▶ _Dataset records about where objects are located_

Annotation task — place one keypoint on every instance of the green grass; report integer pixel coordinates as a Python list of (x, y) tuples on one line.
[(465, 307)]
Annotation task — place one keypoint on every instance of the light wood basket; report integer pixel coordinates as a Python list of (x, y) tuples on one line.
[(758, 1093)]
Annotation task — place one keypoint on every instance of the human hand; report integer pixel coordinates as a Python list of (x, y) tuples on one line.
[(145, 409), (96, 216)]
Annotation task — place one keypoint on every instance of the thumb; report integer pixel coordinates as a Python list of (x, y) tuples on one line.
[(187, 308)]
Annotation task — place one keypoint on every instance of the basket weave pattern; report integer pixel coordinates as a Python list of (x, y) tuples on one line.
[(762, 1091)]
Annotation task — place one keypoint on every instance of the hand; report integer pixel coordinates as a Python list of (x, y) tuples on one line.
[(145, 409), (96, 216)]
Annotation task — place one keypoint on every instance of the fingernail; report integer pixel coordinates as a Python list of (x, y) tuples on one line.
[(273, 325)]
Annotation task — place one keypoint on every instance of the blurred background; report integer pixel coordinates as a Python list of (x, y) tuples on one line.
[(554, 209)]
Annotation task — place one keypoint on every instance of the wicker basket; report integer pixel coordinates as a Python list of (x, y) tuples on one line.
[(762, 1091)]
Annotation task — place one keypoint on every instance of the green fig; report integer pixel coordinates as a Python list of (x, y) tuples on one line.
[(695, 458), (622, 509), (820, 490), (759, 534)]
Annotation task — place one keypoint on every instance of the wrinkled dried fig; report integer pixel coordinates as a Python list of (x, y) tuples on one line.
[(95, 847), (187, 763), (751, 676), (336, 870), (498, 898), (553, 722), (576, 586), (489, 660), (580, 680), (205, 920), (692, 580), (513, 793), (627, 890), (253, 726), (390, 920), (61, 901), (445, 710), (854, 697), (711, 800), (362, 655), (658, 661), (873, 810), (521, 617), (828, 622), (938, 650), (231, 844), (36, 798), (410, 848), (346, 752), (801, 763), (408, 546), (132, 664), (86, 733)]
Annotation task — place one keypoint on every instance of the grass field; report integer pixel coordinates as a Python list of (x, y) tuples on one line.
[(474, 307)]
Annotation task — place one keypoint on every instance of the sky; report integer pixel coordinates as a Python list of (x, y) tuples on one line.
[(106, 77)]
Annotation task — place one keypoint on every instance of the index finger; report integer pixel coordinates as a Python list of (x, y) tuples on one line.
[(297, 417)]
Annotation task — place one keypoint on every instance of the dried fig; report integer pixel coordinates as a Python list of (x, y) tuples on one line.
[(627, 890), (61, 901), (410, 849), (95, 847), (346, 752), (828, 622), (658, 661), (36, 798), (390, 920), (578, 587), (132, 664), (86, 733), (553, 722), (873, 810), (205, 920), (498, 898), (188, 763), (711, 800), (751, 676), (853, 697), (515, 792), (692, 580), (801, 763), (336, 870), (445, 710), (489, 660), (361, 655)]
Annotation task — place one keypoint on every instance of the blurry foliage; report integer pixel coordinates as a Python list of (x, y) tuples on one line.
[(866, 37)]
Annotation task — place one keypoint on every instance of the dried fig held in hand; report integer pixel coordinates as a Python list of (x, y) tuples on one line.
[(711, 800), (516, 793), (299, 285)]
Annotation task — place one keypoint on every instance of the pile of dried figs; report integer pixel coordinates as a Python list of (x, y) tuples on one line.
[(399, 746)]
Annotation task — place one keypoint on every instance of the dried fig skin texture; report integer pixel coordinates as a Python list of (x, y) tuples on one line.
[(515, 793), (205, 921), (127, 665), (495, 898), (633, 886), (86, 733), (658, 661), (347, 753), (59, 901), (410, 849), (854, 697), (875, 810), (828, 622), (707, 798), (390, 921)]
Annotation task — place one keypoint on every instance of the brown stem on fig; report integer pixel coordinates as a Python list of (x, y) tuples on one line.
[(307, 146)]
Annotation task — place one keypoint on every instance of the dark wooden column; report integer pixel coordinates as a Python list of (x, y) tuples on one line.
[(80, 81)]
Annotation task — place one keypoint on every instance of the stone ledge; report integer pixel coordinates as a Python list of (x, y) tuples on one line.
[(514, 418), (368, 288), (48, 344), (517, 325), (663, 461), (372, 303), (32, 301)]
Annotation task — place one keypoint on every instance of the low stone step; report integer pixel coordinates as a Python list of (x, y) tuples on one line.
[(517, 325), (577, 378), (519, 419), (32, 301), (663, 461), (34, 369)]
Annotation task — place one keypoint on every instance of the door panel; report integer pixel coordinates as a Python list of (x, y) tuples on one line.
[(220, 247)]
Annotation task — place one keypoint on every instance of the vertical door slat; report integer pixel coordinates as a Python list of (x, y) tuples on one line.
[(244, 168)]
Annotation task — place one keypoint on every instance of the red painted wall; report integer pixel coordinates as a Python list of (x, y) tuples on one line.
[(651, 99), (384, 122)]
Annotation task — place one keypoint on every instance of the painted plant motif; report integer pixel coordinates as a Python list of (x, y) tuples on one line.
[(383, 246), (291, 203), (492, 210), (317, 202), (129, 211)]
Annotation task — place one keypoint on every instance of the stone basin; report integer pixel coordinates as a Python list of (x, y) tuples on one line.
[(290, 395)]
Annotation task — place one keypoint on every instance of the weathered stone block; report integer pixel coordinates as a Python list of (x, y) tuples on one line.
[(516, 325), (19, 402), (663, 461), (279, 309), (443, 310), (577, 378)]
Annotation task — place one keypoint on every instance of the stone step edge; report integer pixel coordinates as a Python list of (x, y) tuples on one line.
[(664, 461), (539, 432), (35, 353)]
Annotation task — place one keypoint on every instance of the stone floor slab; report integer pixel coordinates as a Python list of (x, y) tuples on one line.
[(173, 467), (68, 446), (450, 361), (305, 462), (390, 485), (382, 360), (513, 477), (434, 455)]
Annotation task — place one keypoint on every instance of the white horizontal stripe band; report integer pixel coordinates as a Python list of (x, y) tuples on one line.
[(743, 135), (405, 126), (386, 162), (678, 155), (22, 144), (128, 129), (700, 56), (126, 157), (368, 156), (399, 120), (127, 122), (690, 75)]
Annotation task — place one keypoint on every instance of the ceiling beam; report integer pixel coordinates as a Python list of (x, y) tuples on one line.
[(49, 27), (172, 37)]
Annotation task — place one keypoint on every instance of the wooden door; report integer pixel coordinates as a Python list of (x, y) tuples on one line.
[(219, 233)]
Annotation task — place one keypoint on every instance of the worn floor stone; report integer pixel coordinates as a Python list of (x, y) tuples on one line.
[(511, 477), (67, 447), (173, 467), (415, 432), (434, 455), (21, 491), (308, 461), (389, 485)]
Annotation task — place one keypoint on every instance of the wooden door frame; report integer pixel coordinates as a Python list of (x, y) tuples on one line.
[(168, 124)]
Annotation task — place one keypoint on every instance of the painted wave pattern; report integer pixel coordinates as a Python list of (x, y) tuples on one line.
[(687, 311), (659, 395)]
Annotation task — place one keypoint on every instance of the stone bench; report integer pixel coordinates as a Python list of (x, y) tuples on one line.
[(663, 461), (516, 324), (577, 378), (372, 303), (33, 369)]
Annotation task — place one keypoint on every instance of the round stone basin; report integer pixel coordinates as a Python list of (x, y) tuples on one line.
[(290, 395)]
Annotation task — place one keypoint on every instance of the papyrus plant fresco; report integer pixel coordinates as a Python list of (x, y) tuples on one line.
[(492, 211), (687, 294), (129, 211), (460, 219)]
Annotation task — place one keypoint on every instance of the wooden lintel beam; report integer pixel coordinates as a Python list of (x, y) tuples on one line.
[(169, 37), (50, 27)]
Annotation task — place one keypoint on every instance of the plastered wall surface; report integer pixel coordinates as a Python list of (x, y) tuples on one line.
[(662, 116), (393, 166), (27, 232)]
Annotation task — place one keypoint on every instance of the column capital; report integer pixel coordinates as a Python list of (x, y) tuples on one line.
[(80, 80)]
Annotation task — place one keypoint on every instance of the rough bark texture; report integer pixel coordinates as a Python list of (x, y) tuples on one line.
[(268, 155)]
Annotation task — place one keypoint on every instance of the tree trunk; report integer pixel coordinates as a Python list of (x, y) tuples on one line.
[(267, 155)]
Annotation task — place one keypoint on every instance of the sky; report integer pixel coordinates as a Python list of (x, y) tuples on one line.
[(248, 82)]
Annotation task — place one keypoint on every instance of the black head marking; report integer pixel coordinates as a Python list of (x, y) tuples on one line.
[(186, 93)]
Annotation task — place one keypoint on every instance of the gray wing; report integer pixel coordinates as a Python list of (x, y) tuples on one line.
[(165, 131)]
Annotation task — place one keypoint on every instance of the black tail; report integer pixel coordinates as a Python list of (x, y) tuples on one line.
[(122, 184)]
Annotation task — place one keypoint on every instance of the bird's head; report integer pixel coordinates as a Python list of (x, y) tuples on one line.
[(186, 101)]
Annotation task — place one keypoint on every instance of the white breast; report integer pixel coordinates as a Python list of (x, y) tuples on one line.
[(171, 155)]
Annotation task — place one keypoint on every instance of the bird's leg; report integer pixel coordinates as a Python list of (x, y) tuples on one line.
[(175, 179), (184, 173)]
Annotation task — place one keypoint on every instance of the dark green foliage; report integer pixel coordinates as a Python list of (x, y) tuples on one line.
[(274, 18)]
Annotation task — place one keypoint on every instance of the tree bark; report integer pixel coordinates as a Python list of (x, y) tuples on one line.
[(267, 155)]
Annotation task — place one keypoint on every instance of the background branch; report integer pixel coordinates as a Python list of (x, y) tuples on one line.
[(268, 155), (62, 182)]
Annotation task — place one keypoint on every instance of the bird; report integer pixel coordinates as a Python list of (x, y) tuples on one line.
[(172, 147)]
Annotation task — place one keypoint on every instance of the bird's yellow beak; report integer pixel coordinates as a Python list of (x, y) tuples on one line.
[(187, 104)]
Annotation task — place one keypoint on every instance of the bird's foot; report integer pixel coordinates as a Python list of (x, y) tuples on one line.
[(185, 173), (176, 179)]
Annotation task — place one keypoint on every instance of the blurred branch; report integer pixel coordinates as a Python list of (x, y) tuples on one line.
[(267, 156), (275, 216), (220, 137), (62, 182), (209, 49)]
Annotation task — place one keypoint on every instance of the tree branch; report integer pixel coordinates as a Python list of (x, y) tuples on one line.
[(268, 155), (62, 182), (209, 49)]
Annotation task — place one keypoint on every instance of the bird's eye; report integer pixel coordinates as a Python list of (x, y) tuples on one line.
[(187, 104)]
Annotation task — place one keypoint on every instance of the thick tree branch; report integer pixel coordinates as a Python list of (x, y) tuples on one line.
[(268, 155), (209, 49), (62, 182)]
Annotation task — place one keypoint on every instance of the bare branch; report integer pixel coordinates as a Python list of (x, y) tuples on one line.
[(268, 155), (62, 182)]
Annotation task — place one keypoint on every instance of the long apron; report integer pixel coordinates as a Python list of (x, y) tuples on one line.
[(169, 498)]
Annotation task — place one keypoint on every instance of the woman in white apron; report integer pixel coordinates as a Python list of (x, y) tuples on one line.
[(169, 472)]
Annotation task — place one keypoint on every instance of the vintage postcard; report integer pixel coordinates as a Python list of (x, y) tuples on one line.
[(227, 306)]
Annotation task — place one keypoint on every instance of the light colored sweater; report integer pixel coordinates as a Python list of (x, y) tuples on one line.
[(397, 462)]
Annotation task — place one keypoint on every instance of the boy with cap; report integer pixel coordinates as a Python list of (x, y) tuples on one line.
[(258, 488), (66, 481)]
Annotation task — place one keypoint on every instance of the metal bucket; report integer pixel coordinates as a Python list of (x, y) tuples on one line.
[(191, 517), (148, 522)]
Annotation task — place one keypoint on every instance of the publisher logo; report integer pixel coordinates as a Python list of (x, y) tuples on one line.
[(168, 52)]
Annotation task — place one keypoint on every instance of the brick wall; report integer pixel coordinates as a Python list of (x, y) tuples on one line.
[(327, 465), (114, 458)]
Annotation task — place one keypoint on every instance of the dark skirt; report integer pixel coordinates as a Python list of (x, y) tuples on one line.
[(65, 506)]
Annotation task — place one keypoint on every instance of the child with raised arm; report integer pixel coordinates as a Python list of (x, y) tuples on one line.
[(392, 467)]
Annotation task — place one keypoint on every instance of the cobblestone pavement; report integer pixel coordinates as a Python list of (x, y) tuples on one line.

▶ _What this task involves_
Please copy out, word for word, the records from the line containing "the boy with" through the end of the records.

▶ _Exercise solution_
Annotation task — place one keypoint on every instance of the boy with cap; report integer pixel coordinates as a Python list of (x, y) tuples on one line.
[(258, 488), (66, 481)]
Annotation task — place one keypoint on every instance of the metal bucket; report integer pixel coordinates as a Python list of (x, y) tuples on one line.
[(191, 517), (148, 522)]
Annotation task — place one keypoint on every instance of the publisher logo; report integer pixel coordinates as a Python list of (x, y) tuples on one line.
[(168, 52)]
Annotation task — place one keypoint on every instance of the brick wall; report integer pixel coordinates as a Python list of (x, y) tuples on one line.
[(327, 465), (114, 458)]
Annotation task — place one keypoint on every instance of the dark skirt; report integer pixel coordinates as a Python list of (x, y) tuples on one line.
[(65, 506)]
Annotation task — place one keypoint on every instance of the child with raised arm; report integer pixel coordinates as a Python list of (x, y) tuples on one line.
[(392, 467)]
Annotation task — place one keypoint on every instance of the cobblestone pavement; report integer pixel coordinates as a Python list of (x, y) tuples on one line.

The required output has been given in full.